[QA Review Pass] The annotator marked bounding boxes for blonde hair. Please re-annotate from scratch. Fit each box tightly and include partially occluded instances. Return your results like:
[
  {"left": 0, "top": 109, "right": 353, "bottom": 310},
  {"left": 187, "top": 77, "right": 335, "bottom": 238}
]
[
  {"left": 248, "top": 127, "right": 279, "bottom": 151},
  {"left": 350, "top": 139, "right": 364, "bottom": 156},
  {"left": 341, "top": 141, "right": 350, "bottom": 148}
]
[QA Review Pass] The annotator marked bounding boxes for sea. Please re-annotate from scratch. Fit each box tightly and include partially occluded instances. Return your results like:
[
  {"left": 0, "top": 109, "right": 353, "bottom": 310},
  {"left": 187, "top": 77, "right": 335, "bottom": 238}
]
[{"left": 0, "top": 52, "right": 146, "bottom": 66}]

# # #

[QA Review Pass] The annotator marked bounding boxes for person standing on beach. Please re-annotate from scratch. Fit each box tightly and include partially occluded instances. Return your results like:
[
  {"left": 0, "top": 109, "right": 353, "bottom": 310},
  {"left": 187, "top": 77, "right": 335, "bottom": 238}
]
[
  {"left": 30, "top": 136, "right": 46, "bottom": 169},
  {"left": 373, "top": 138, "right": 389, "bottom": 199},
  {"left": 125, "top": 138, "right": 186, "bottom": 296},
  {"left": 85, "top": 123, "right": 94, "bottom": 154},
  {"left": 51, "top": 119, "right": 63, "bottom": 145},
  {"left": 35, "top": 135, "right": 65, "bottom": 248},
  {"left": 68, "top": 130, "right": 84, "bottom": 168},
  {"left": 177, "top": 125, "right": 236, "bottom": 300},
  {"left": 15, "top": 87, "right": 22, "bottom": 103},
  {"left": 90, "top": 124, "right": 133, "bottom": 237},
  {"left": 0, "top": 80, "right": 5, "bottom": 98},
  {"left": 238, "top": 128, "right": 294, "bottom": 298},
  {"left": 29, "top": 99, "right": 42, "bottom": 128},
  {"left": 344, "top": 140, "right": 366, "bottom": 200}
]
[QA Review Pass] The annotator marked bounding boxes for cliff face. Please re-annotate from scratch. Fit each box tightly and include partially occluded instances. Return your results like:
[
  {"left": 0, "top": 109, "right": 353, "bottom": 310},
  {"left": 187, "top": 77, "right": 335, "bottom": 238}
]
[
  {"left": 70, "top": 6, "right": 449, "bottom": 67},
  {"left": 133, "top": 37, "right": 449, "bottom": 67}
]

# # #

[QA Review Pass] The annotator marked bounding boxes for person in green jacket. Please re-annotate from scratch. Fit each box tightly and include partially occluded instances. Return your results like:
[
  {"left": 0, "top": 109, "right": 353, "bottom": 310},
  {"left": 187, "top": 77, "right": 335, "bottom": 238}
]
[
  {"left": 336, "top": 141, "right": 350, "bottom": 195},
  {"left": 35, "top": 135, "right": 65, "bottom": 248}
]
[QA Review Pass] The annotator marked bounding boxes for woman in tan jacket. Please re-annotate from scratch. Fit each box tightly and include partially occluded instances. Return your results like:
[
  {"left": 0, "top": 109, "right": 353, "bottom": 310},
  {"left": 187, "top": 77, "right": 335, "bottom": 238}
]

# # #

Work order:
Reply with nothing but the number of lines in the data above that contain "jacket".

Task result:
2